_PROVIDED MATERIAL:_
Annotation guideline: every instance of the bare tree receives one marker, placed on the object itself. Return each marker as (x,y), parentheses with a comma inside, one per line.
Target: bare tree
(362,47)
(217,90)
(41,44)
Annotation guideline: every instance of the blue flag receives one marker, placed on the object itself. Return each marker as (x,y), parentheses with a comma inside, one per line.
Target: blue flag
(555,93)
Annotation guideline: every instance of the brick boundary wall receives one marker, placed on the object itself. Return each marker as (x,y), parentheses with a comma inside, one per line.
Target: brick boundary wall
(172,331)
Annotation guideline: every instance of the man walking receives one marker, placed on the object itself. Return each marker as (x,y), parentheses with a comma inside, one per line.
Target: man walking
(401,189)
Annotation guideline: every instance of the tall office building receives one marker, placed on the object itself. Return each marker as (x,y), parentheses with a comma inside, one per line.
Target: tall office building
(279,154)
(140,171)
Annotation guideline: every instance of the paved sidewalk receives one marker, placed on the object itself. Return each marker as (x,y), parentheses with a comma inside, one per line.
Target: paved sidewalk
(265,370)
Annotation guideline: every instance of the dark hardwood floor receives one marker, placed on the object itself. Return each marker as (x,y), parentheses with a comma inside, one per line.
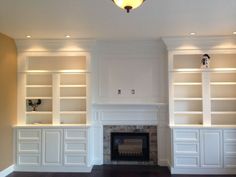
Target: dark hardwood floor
(116,171)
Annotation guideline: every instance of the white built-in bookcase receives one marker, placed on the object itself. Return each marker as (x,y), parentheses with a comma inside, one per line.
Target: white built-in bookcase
(61,81)
(202,96)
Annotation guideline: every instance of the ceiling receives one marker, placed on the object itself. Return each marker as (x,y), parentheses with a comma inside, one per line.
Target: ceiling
(101,19)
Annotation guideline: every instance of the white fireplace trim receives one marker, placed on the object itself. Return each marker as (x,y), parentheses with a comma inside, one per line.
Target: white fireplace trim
(129,115)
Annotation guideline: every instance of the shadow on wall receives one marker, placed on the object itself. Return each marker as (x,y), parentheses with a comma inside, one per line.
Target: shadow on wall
(8,97)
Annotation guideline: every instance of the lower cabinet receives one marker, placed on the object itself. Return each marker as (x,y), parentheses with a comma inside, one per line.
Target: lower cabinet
(203,151)
(52,149)
(211,148)
(52,146)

_DESCRIPTION OF THE TASK:_
Exactly repeat every line from the line that includes "Annotation guideline: every instance of the dark" to the end of the listing, and nothing else, leaving pictures out.

_WRITTEN SOLUTION:_
Annotation guideline: every instance of the dark hardwood floor receives one marker, placed on the object itself. Return each marker as (x,y), parentheses with a comma inside, one per line.
Target: dark hardwood floor
(116,171)
Annotation guideline: every instance of the white built-in bookcase receives one marker, placed on the object itself. Return each marker as (x,y), parentheses with a comma inside, one per line.
Target: white built-in bookcase
(61,81)
(202,96)
Annotation guideline: every instance of the ceiling receives one marker, placed on the object itself. Return each marker as (x,y), parentheses with a comma inside, one per line.
Target: ceiling
(101,19)
Annotation guideline: every instance of the white fireplace trim receives one marker, placed on the object itself. Return each marker as (x,y), parentheses with a comma inside, one per line.
Target: white fireplace trim
(129,115)
Annotation guideline: every instance of the shadow on wall receives one marker, placed on the object itself. Return each marker as (x,y), parentheses with a comma inside, one per line.
Target: shadow on wall
(8,97)
Annotation guideline: every instance of the lower cabinet receives one marker, placed on the object itself. Return each marker as (x,y), parentheses with a comma inside, one per line.
Target: lower cabinet
(203,151)
(52,149)
(211,148)
(52,146)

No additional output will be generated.